It appears that the effects of extra features and tokenization are more or less independent of each other, which is good to know. The effect of tokenization and extra features on index construction time are on the same order of magnitude, whereas tokenization exerts a much heavier influence on query time. 

Finally, let's see if field attributions made much of a difference.

In [22]:
attribution_mask = (indexes[:,"field_attributions"].==1)

p1 = bar(
    [
        mean(indexes[(!).(attribution_mask),"indexing_time"]),
        mean(indexes[(attribution_mask),"indexing_time"])
    ],
    xticks = (1:2, ["without","with"]),
    title = "Index Construction Time",
    xlabel = "Field Attributions",
    ylabel = "Time (s)",
    legend = false
)

p2 = bar(
    [
        mean(indexes[(!).(attribution_mask),"index_avg_query_time"]),
        mean(indexes[(attribution_mask),"index_avg_query_time"])
    ],
    xticks = (1:2, ["without","with"]),
    title = "Average Query Time",
    xlabel = "Field Attributions",
    ylabel = "Time (s)",
    legend = false
)

Work to do –
(a) Summarize the passage on index timing in two sentences.
(b) Please duplicate the passage on index timing from "It appears that" to "of a difference.".

Records of labeled boxes:
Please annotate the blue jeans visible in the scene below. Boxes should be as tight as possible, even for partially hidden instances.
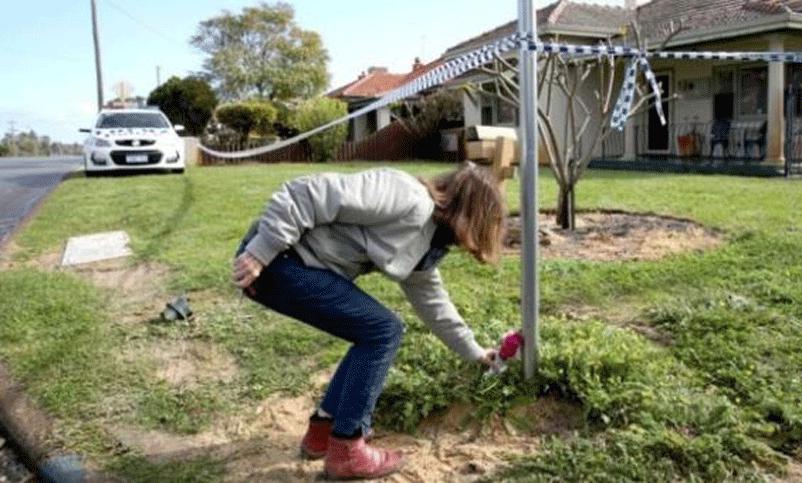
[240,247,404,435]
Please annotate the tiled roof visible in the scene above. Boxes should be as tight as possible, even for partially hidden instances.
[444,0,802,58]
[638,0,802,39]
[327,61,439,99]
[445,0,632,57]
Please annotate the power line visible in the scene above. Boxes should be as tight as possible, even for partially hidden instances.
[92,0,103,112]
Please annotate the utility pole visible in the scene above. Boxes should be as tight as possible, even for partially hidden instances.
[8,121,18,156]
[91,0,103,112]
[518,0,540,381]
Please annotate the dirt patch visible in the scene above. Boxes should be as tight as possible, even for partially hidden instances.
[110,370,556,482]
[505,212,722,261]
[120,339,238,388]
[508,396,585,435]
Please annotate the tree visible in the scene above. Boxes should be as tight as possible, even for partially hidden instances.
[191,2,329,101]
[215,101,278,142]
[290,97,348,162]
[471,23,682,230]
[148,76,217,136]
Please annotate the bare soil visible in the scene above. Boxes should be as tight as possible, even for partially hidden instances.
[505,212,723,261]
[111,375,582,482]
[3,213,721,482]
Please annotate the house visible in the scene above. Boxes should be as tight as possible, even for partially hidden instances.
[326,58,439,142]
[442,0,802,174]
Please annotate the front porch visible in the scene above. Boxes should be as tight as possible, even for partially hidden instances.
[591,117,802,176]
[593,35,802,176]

* * *

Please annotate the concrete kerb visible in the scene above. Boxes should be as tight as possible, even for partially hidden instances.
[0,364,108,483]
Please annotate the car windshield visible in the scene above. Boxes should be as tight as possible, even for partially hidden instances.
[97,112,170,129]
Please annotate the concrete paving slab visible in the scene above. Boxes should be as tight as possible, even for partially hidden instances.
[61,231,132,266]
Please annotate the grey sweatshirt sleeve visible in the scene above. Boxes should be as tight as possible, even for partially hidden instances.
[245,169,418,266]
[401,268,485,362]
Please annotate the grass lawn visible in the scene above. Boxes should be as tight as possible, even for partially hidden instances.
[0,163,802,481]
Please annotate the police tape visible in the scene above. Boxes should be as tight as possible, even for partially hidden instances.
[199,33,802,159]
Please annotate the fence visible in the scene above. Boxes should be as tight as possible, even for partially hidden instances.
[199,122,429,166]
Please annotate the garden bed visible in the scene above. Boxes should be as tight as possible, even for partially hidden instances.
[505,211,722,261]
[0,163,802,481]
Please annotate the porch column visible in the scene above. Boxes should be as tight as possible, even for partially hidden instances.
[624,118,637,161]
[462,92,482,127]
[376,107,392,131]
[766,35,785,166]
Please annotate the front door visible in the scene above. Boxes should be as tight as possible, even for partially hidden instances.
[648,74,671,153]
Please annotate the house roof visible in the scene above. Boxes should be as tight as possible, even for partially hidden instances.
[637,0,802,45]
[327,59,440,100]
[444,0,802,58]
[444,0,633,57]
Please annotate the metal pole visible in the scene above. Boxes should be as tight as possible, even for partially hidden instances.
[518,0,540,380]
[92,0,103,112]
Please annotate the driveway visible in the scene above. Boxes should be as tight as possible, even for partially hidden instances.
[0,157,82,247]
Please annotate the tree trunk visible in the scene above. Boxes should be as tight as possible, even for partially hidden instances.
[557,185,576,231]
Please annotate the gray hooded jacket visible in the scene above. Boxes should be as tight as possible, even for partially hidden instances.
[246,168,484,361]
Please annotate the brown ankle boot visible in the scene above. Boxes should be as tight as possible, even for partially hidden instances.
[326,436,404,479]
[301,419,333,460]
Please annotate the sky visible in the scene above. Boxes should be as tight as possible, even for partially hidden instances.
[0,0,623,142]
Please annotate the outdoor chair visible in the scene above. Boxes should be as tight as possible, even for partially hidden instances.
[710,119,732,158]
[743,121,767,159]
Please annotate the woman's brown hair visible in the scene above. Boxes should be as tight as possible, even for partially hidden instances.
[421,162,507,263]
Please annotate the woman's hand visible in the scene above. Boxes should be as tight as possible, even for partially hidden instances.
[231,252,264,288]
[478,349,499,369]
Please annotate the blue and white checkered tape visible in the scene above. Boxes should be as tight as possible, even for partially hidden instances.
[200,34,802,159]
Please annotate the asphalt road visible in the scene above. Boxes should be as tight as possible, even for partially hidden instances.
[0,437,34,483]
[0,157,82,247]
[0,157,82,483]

Results by task –
(a) The effects of extra features and tokenization appear largely independent of each other, and both affect index construction time to a similar degree, while tokenization has a much heavier influence on query time. The passage then checks whether field attributions made much of a difference, plotting bar charts of mean index construction time and average query time with and without them.

(b)
It appears that the effects of extra features and tokenization are more or less independent of each other, which is good to know. The effect of tokenization and extra features on index construction time are on the same order of magnitude, whereas tokenization exerts a much heavier influence on query time. 

Finally, let's see if field attributions made much of a difference.